_DOCUMENT_
* Start *
On the same day the Sardar delivered a sterling message to Parliamentarians, bureaucrats and citizens alike which cannot be better rendered than in his own words which were , "When Mr.
Hender son came here to settle this question of the Services, he had long discussions
with me. He said that before the transference of power arrangements
should be made to the satisfaction of the Parliament, that transference
of power will take place only when guarantees are given to the members of
the Secretary of States' services, each individual member of which has a
Covenant with the Secretary of State for permanency and for certain other
guarantees. More than fifty per cent. of the Secretary of State's services were
Europeans. Britishers, and the rest were Indians. It was then suggested by
him that there should be a treaty between England and India on this question.
The suggestion was also made that they should begiven due compensation if they
have to leave the Services because they would not like to serve in the Indian
administration, and that they should be given proportionate
pension. Their status, their time-scale of pay, everything was
to be settled
before any question of transfer of power could be considered.
Now, I had
long negotiations and it was then a joint Government of the Muslims and the
Non-Muslims. It was an all-India Government at that time and these negotiations
resulted in certain conclusions which were placed before the Cabinet-it was a
joint Cabinet at the time-and they were accepted by them. Then those
conclusions were sent to Parliament and it was accepted there.
Many of the
Europeans who were in the services here have left now, but when the negotiations
were going on, I told them to leave the case of Indians to us, that we shall
deal with them as we deemed just, that they will trust us and we will trust
them; and finally they agreed on certain conditions.
* End *
Point-based annotation records
* Start *
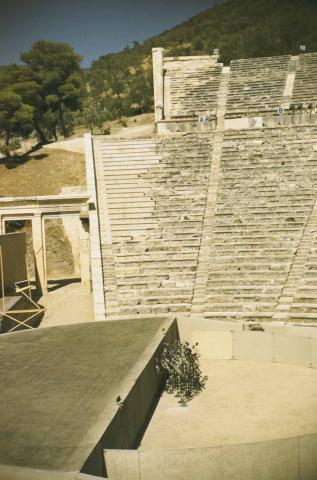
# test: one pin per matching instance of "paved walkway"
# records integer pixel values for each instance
(243, 402)
(67, 304)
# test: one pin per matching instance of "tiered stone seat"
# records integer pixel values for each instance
(256, 85)
(265, 197)
(305, 86)
(152, 197)
(193, 91)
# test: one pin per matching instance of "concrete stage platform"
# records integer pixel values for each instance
(59, 389)
(243, 402)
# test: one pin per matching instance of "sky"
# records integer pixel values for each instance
(92, 27)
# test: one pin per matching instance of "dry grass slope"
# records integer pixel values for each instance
(44, 172)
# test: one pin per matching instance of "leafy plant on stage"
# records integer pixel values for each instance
(180, 361)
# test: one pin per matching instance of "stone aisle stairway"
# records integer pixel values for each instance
(264, 201)
(125, 204)
(152, 196)
(200, 290)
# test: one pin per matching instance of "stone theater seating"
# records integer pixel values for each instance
(216, 219)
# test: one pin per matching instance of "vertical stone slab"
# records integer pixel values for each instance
(95, 250)
(308, 457)
(158, 79)
(122, 464)
(84, 255)
(38, 237)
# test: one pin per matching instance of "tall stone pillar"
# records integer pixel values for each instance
(38, 236)
(95, 247)
(158, 80)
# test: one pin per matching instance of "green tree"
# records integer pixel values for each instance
(94, 114)
(55, 69)
(16, 119)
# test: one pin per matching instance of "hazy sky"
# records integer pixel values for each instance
(93, 27)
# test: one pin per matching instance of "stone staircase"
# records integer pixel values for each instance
(256, 85)
(152, 195)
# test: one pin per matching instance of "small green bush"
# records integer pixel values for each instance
(180, 361)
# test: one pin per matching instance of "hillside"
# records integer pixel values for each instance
(45, 172)
(239, 28)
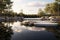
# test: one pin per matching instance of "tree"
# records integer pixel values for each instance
(41, 13)
(5, 5)
(5, 31)
(53, 8)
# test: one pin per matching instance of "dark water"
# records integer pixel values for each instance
(34, 35)
(31, 33)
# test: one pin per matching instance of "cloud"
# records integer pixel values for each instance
(36, 4)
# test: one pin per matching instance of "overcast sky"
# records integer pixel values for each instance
(29, 6)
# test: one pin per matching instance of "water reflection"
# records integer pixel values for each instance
(5, 32)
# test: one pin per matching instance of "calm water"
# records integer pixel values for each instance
(22, 32)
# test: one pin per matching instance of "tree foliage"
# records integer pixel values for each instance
(53, 8)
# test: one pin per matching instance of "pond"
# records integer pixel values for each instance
(22, 32)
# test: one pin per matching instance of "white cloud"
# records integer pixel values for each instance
(36, 4)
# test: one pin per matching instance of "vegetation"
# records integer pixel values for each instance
(53, 8)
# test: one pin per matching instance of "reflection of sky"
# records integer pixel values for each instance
(19, 28)
(29, 6)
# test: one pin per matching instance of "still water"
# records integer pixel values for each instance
(22, 32)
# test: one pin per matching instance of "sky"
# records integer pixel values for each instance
(29, 6)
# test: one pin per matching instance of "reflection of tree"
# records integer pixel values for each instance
(56, 31)
(5, 32)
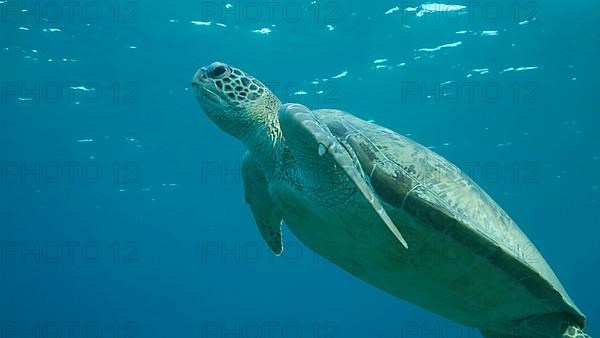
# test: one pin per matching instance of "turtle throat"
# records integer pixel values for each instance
(263, 135)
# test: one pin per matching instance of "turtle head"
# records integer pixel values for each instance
(237, 102)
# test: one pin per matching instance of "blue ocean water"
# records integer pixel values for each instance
(121, 204)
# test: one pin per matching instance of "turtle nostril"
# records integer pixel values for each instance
(217, 71)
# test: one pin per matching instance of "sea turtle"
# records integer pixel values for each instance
(387, 210)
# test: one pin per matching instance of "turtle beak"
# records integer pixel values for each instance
(199, 77)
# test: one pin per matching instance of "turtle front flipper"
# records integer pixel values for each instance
(311, 140)
(266, 214)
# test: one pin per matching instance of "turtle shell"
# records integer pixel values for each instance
(417, 181)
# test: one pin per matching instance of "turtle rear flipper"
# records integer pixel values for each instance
(311, 140)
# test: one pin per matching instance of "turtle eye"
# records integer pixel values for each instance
(217, 71)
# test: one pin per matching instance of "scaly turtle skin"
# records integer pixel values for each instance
(388, 210)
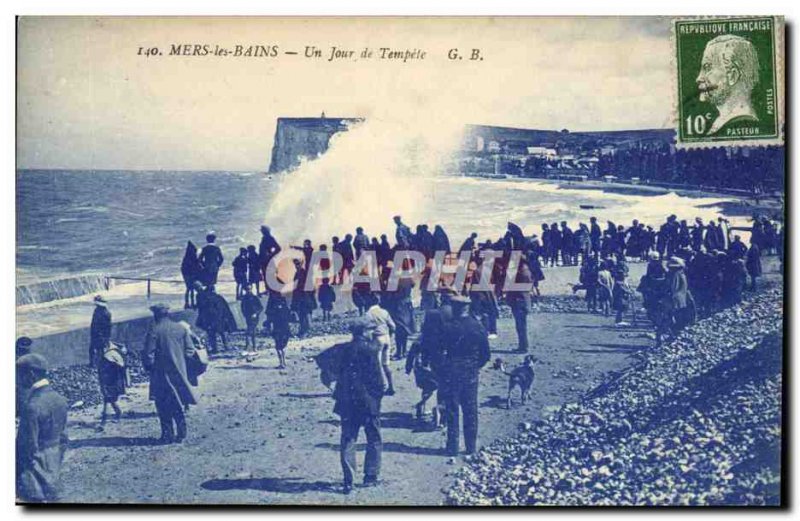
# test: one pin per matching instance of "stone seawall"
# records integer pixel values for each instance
(68, 348)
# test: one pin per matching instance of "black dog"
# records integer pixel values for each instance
(521, 377)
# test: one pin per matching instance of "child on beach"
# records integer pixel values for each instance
(326, 297)
(621, 296)
(605, 287)
(240, 272)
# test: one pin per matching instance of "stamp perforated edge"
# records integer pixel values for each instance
(778, 46)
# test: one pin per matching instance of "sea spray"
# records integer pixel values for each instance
(375, 170)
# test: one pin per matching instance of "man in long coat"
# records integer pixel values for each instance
(358, 394)
(41, 438)
(520, 303)
(753, 264)
(467, 347)
(211, 260)
(683, 311)
(167, 347)
(99, 331)
(214, 316)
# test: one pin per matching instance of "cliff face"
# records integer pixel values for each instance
(296, 138)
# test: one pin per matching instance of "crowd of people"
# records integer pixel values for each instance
(691, 270)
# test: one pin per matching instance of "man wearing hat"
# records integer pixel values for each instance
(211, 260)
(167, 347)
(99, 331)
(41, 437)
(682, 302)
(359, 389)
(467, 345)
(402, 235)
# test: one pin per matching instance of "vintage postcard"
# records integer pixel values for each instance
(400, 261)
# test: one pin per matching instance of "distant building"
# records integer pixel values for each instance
(542, 152)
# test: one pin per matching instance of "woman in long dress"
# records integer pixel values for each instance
(190, 270)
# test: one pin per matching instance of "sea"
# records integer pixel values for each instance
(73, 224)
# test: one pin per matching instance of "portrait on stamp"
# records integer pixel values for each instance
(727, 80)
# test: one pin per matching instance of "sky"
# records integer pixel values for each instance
(87, 100)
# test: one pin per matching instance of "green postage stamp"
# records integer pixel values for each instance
(729, 81)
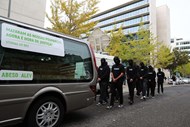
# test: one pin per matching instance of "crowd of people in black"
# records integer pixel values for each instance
(141, 77)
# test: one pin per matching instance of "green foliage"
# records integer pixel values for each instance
(116, 46)
(180, 58)
(164, 57)
(140, 47)
(184, 69)
(72, 17)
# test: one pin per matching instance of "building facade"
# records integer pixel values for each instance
(28, 11)
(130, 15)
(180, 44)
(163, 24)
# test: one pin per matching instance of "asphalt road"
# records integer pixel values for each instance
(171, 109)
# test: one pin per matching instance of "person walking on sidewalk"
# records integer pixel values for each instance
(143, 71)
(131, 76)
(151, 81)
(117, 73)
(160, 80)
(103, 79)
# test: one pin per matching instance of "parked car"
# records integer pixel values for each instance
(178, 81)
(186, 80)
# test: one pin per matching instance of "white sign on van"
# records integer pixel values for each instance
(29, 40)
(16, 75)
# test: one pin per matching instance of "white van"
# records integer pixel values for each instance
(43, 75)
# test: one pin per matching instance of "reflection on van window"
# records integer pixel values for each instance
(75, 66)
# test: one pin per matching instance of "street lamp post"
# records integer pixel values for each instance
(9, 9)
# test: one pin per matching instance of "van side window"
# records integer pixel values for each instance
(75, 66)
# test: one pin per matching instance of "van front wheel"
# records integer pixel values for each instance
(46, 112)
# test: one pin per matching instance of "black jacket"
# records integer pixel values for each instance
(160, 77)
(104, 73)
(143, 71)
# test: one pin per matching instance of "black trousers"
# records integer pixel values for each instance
(119, 87)
(138, 87)
(160, 84)
(131, 86)
(103, 91)
(151, 86)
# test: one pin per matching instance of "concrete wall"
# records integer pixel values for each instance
(163, 24)
(153, 19)
(28, 11)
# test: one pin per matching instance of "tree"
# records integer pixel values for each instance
(164, 57)
(72, 17)
(184, 69)
(180, 58)
(140, 46)
(116, 46)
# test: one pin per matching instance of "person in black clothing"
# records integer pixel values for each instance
(117, 73)
(143, 71)
(160, 80)
(151, 81)
(103, 78)
(137, 82)
(131, 76)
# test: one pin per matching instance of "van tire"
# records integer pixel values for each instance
(51, 106)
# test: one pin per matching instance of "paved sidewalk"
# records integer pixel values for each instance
(125, 87)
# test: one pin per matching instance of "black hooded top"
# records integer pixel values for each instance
(104, 71)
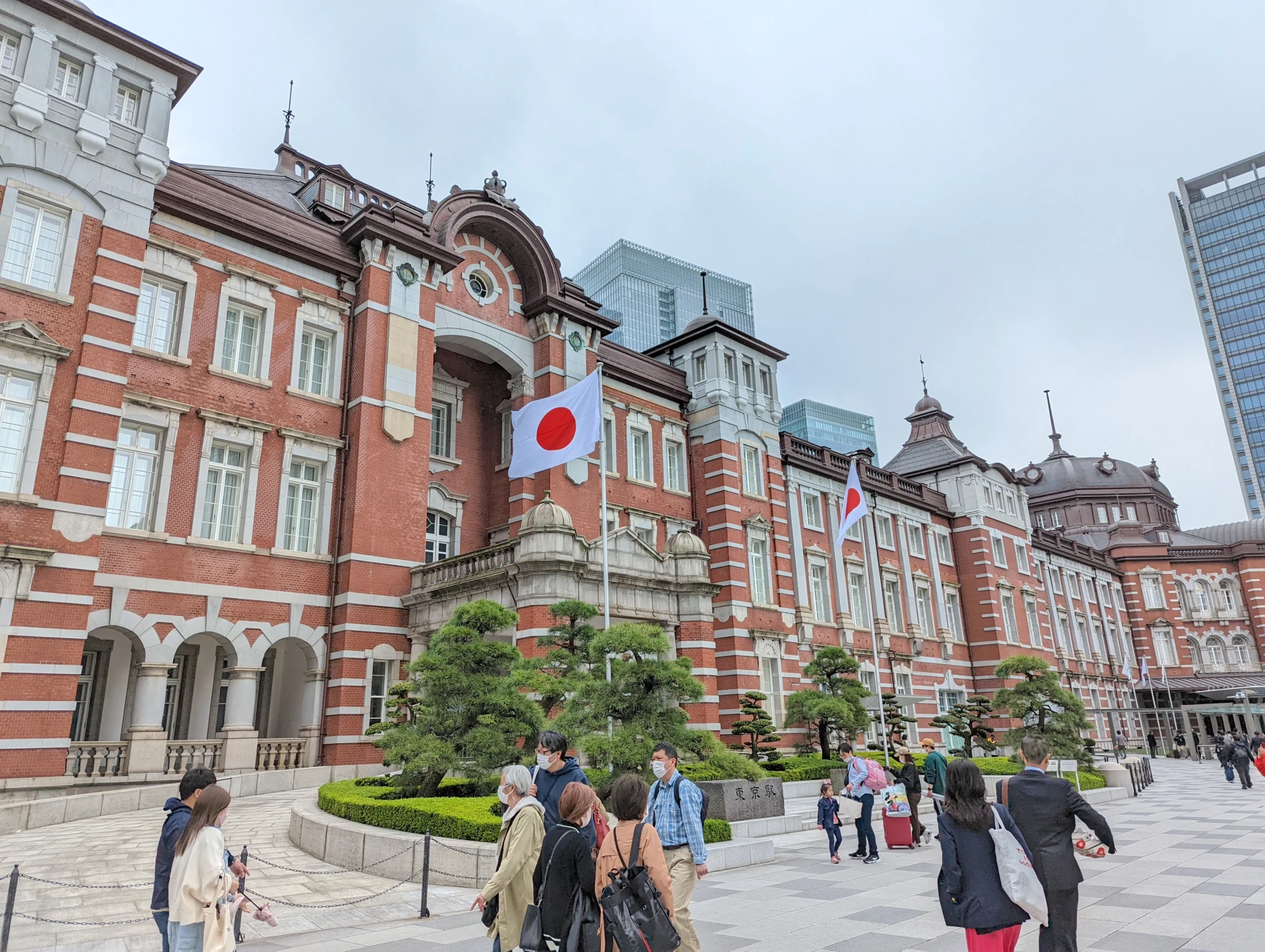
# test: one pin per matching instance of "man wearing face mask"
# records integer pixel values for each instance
(676, 811)
(549, 778)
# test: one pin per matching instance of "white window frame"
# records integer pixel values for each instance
(753, 466)
(32, 194)
(224, 428)
(319, 316)
(675, 481)
(812, 510)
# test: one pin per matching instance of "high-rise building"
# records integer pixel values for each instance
(654, 296)
(1221, 219)
(840, 429)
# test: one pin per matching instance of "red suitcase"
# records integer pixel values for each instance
(897, 831)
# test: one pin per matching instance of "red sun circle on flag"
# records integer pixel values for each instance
(557, 429)
(852, 502)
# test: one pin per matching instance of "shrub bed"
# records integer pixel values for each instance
(455, 817)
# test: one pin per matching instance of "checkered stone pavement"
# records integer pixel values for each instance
(1189, 874)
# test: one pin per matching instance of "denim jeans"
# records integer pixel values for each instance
(864, 827)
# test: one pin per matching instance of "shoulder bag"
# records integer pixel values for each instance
(533, 930)
(632, 908)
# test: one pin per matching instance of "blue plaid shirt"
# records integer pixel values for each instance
(679, 825)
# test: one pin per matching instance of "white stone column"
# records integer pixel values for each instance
(31, 99)
(240, 737)
(147, 752)
(94, 130)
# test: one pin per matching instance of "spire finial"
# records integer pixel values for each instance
(1054, 432)
(289, 113)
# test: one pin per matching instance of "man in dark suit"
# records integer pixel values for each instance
(1045, 810)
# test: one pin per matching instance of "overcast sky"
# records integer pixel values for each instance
(982, 184)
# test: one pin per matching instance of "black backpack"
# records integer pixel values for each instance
(676, 791)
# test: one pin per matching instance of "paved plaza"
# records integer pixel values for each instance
(1189, 875)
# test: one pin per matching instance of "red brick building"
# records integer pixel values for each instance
(254, 441)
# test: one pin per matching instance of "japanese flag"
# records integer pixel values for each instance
(554, 430)
(853, 502)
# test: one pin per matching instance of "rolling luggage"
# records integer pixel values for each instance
(897, 831)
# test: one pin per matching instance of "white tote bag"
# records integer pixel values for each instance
(1019, 878)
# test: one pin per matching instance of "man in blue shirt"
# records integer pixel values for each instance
(676, 811)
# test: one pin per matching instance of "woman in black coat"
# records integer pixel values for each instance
(970, 888)
(566, 864)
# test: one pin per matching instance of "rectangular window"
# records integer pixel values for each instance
(439, 536)
(922, 600)
(884, 531)
(758, 559)
(225, 482)
(134, 478)
(892, 600)
(239, 350)
(126, 105)
(812, 510)
(37, 239)
(771, 685)
(1034, 625)
(16, 408)
(859, 596)
(379, 675)
(157, 316)
(8, 55)
(66, 82)
(1153, 592)
(302, 507)
(953, 609)
(609, 437)
(820, 593)
(753, 480)
(1009, 620)
(675, 466)
(639, 455)
(916, 542)
(316, 356)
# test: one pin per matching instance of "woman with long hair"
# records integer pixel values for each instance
(204, 893)
(970, 888)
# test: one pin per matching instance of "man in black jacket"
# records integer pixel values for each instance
(1045, 810)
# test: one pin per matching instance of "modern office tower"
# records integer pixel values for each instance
(654, 295)
(1221, 219)
(837, 428)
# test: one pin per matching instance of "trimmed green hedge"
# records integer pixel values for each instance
(455, 817)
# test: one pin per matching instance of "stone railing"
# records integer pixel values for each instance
(280, 754)
(493, 558)
(184, 755)
(96, 759)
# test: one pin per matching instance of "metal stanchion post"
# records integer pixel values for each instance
(426, 878)
(8, 909)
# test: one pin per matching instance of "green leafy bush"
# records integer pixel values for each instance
(455, 817)
(717, 831)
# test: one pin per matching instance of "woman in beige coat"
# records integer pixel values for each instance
(203, 891)
(522, 829)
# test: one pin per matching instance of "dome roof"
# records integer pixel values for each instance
(1068, 473)
(686, 543)
(547, 515)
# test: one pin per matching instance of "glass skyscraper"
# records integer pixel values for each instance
(1221, 219)
(654, 296)
(837, 428)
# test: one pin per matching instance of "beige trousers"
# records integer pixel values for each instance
(681, 869)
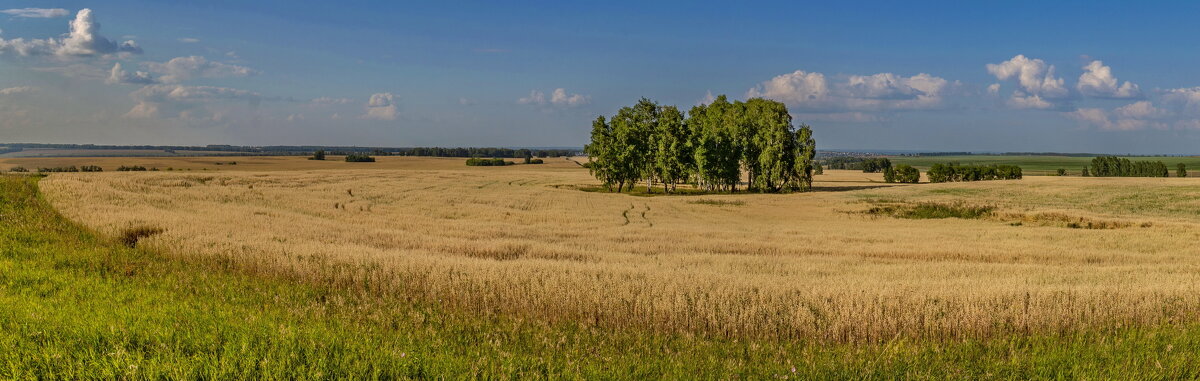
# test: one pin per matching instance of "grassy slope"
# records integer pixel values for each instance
(1038, 164)
(77, 306)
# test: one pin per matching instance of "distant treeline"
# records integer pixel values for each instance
(955, 171)
(867, 164)
(484, 152)
(1115, 167)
* End *
_WHAT THIS EXERCISE ASKS_
• 1. In one to three sentences, explain why, according to the speech, guarantees had to be given to members of the Secretary of State's services before power could be transferred.
• 2. Count the lines of the records that contain the string "foliage", treating uppercase and lowercase as different, and give only the number.

_SOLUTIONS TO THE EXERCISE_
• 1. Guarantees were required because each individual member of those services had a Covenant with the Secretary of State for permanency and for certain other guarantees.

• 2. 2